**DOCUMENT EXTRACT:**
-*-

Semantic search and RAG for local AI coding agent conversations
Project description
Searchat
Semantic search and RAG-powered Q&A for AI coding agent conversations. Find past solutions by meaning, not just keywords, and ask questions about your conversation history.
Fork of: Process-Point-Technologies-Corporation/searchat
Supported Agents
| Agent | Location | Format |
|---|---|---|
| Claude Code | ~/.claude/projects/**/*.jsonl |
JSONL |
| Mistral Vibe | ~/.vibe/logs/session/*.json |
JSON |
| OpenCode | ~/.local/share/opencode/storage/session/*/*.json |
JSON |
| OpenAI Codex | ~/.codex/sessions/**/rollout-*.jsonl |
JSONL |
| Gemini CLI | ~/.gemini/tmp/<project_hash>/chats/*.json |
JSON |
Features
Core Search
- Hybrid Search — BM25 keyword + FAISS semantic vectors with RRF fusion
- Multi-Agent — Search across Claude Code, Mistral Vibe, and OpenCode sessions
- Tool Filters — Filter results by specific agent (Claude, Vibe, or OpenCode)

-*-

**ENTRIES PROVIDED:**
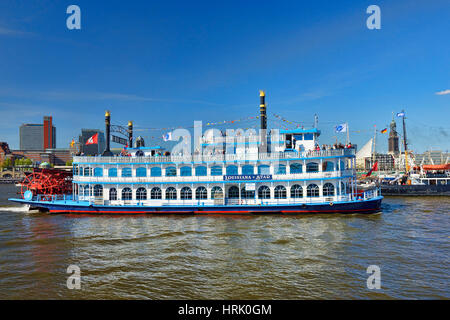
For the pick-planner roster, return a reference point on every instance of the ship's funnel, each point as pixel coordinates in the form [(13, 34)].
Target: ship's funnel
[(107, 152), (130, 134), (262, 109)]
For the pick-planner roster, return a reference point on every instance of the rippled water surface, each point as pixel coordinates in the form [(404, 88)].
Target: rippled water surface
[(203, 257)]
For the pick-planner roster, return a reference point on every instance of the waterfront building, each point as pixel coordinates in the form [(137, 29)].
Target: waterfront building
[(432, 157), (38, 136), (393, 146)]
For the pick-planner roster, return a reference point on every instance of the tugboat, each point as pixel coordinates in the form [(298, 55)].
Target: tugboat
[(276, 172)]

-*-

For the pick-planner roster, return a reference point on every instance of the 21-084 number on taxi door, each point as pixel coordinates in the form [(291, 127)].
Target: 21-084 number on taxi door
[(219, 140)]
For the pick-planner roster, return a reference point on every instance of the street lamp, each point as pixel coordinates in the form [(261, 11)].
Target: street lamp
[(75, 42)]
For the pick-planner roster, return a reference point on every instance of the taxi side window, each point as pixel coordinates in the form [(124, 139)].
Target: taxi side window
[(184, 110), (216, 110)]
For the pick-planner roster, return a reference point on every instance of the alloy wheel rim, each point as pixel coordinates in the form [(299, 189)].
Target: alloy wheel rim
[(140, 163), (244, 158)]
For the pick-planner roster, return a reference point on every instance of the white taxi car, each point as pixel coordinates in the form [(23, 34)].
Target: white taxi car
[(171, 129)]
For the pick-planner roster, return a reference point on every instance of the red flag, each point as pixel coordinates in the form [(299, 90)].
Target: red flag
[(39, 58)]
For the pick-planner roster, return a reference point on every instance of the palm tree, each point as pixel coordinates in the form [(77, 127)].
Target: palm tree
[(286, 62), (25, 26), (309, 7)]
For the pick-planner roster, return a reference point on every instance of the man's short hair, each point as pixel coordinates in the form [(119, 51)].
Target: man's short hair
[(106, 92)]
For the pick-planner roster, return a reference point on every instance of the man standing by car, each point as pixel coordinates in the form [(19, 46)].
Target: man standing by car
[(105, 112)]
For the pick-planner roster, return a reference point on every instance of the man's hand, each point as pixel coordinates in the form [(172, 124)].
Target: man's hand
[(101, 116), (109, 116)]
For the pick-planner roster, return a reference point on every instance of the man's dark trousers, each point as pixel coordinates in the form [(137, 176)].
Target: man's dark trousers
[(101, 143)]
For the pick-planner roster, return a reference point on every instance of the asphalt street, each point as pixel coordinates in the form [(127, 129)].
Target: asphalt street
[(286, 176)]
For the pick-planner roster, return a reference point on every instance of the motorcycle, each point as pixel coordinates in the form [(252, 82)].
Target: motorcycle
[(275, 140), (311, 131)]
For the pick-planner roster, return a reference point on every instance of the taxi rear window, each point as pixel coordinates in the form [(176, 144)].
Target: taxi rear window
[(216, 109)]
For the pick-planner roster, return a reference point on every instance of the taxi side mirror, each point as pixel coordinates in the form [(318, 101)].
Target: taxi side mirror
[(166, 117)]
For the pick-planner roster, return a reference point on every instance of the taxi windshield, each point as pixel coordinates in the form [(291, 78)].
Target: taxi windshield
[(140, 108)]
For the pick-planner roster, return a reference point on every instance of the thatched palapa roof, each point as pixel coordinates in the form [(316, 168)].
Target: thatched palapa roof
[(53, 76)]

-*-

**YOUR TASK:**
From the Searchat project page, output word for word the passage starting at "Semantic search and RAG for" and ending at "your conversation history.".

**OUTPUT BELOW:**
Semantic search and RAG for local AI coding agent conversations
Project description
Searchat
Semantic search and RAG-powered Q&A for AI coding agent conversations. Find past solutions by meaning, not just keywords, and ask questions about your conversation history.